■ **Exercise goal**
Can you write the next part of the biography of actor Gene Roth, picking up after its final sentence?

■ **Selected excerpt**
:::
American actor (1903–1976)

Eugene Oliver Edgar Stutenroth (January 8, 1903 - July 19, 1976), known professionally as Gene Stutenroth or Gene Roth, was an American film actor and former theater manager. He appeared in more than 250 films and television episodes over three decades. He is best known to today's audiences as a villain in the later Three Stooges comedies.

== Early years ==
Stutenroth was born in Redfield, South Dakota. He was the son of a German father and a Swedish mother, who raised their three sons after the father left the family. Stutenroth finished high school in 1920 and became an expert machinist, specializing in repairing and installing pipe organs. These were commonly featured in movie theaters to accompany silent movies, and Roth's constant exposure to theaters prompted him to become a film exhibitor himself.

Gene Stutenroth became a successful manager of movie theaters for Fox and Warner Bros., in Brooklyn, New York; Philadelphia, Pennsylvania; and Burlington, New Jersey. Apart from playing bit roles in two low-budget productions of 1939, his screen career began in earnest in 1943, when he joined the war effort in California. As a trade paper reported, "Exhibitor Stutenroth came to Hollywood with ambition to apply to the manufacture of warplanes the skill he employed in his pre-exhibitor years on the fabrication and installation of pipe organs, and he did so apply it, entering the Lockheed plant, where he still works four hours a day for the purpose."

== Film career ==
Stutenroth was visiting the Universal studio and watching a movie scene being photographed, when a member of the crew noticed that he looked like Ernst "Putzi" Hanfstaengl, then a crony of Adolf Hitler in Nazi Germany. Stutenroth was promptly fitted with makeup and costume, and appeared as a Nazi agent in the wartime serial Adventures of the Flying Cadets (1943). This launched his new career as a character actor. In 1944's The Hitler Gang, a dramatized exposé of Hitler and his cronies, Stutenroth appeared as the very man he resembled, Putzi Hanfstaengl.

Stutenroth's burly frame and craggy features made him ideal as an all-purpose menace, gangster, tough guy, or sheriff. Most of his acting jobs in the mid-1940s were in "B" features for Columbia Pictures and Monogram Pictures. Interestingly, Stutenroth apparently regarded his movie jobs as a sideline and didn't take himself seriously as an actor; as late as 1947 his name doesn't appear in Terry Ramsaye's Motion Picture Almanac, an annual compendium of motion picture professionals. In 1949 he abandoned his given name of Stutenroth and shortened his screen name to "Roth." He also starred as the master villain in the Columbia serials Captain Video (1951), Mysterious Island (1951), and The Lost Planet (1953).
:::
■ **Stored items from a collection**
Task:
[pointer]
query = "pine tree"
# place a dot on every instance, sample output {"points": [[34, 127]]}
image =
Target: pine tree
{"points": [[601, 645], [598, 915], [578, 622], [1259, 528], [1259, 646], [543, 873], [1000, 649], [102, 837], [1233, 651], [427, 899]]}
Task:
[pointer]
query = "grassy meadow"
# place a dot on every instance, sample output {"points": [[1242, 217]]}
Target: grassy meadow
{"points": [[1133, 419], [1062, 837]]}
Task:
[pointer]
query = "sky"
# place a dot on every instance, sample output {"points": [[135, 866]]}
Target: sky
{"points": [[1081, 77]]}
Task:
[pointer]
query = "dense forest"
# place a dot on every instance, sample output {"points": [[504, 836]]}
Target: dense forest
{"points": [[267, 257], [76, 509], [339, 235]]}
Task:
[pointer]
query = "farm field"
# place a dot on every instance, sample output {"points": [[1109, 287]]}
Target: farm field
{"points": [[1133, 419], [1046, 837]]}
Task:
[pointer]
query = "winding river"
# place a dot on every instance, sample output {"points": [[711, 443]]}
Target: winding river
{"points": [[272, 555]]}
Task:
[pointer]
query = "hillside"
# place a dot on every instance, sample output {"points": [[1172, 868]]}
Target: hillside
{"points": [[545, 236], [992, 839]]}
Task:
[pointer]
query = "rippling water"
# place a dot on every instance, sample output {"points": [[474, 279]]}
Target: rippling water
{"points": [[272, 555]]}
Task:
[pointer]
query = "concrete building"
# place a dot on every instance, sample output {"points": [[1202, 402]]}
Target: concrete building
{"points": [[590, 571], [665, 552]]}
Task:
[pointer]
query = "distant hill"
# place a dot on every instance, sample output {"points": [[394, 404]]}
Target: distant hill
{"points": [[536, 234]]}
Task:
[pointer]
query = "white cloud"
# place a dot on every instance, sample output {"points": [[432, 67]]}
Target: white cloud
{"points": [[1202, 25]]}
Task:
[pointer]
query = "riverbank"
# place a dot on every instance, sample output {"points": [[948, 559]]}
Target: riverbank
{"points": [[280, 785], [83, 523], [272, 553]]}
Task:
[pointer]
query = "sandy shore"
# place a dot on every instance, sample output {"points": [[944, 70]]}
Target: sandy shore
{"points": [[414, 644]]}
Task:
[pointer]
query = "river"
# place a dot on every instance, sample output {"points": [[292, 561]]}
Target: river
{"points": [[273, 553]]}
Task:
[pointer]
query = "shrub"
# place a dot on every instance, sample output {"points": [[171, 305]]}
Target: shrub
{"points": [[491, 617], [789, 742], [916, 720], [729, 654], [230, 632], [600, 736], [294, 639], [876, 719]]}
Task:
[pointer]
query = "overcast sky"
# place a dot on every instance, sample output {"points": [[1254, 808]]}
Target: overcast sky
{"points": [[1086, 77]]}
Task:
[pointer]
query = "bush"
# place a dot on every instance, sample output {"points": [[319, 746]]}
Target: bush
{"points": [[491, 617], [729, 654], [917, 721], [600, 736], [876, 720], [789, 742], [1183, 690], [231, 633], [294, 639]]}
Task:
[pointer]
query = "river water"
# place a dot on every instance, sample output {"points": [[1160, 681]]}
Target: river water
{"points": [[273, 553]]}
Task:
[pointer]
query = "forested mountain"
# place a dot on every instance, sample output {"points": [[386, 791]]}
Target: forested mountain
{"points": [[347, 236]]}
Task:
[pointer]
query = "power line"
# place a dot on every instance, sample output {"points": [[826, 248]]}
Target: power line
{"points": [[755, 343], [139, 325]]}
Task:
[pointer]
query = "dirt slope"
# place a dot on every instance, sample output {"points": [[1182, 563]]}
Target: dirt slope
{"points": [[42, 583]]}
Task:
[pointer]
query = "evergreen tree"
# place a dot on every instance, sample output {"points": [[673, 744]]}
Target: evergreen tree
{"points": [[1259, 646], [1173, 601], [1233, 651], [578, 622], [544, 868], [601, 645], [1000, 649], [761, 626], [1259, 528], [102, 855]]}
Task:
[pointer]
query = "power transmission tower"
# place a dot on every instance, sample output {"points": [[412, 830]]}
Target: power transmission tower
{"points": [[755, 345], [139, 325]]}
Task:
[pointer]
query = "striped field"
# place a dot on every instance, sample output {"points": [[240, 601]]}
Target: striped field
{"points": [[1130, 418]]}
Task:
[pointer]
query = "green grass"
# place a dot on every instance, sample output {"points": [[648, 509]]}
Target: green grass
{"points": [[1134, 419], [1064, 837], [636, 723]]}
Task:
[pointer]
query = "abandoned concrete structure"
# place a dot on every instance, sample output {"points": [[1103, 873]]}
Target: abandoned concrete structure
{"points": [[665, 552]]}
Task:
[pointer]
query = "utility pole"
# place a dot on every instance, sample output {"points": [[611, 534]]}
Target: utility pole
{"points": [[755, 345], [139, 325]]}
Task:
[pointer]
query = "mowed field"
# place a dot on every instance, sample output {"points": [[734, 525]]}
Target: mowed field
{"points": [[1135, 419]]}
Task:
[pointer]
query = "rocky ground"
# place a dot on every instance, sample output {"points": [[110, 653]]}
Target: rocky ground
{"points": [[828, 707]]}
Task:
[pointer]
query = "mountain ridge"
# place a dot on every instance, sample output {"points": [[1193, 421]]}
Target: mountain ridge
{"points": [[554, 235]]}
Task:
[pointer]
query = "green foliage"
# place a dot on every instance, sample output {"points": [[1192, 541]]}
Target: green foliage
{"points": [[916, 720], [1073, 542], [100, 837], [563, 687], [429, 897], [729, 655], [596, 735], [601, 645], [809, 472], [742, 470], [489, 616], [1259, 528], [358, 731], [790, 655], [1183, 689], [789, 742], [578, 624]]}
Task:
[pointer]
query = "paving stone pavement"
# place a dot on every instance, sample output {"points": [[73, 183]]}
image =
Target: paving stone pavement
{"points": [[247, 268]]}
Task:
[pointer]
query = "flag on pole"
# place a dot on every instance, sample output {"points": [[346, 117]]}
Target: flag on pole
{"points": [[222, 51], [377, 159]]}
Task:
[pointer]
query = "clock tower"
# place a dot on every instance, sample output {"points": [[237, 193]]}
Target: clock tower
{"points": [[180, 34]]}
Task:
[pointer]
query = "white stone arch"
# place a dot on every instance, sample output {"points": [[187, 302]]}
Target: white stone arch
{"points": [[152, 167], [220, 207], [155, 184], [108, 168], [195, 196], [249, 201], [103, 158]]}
:::
■ **Response**
==The Three Stooges==
Roth is remembered for his portrayals of formidable authority figures in Three Stooges comedies such as Slaphappy Sleuths, Hot Stuff, Quiz Whizz, Outer Space Jitters, and (as a professor) Pies and Guys. His most memorable role was in Dunked in the Deep (1949) as Russian spy Bortsch hiding microfilm. He reprised the role in a remake, Commotion on the Ocean (1956). His most famous line was his threat to Shemp Howard: "Giff me dat fill-um!" ("give me that film" with a Russian accent). His final appearance with the Stooges was in the feature film The Three Stooges Meet Hercules (1962).

==Television==
Roth made frequent television appearances including seven episodes of The Lone Ranger from 1949 to 1954. Roth portrayed a con man in a Highway Patrol episode "Dead Patrolman" in 1956, and he played a protection racket operator in the episode "Blood Money" in 1958.

Roth appeared three times on Gene Barry's TV western Bat Masterson, once playing "Mayor Oliver Hinton" in the 1959 episode "Election Day", and twice in 1960, once playing a miner in the episode "The Rage of Princess Anne" and another time as a crooked bartender in the episode "The Big Gamble". In 1960, Roth appeared as Davis on the TV western Cheyenne in the episode "Counterfeit Gun." In the early 1960s he made five appearances as a gangster on The Untouchables. His career slowed after a battle with pernicious anemia in 1963, but he recovered sufficiently to accept additional roles until he retired from acting in 1967.

He then operated a liquor store in Hollywood. He returned to the industry in 1974 for a small role in the Planet of the Apes TV series.

== Death ==

Gene Roth was struck and killed by a hit-and-run driver in Los Angeles, California on July 19, 1976. He was 73.

==Selected filmography==

- Merry-Go-Round (1923) - Guard
- Daughter of the Tong (1939) - Henchman (uncredited)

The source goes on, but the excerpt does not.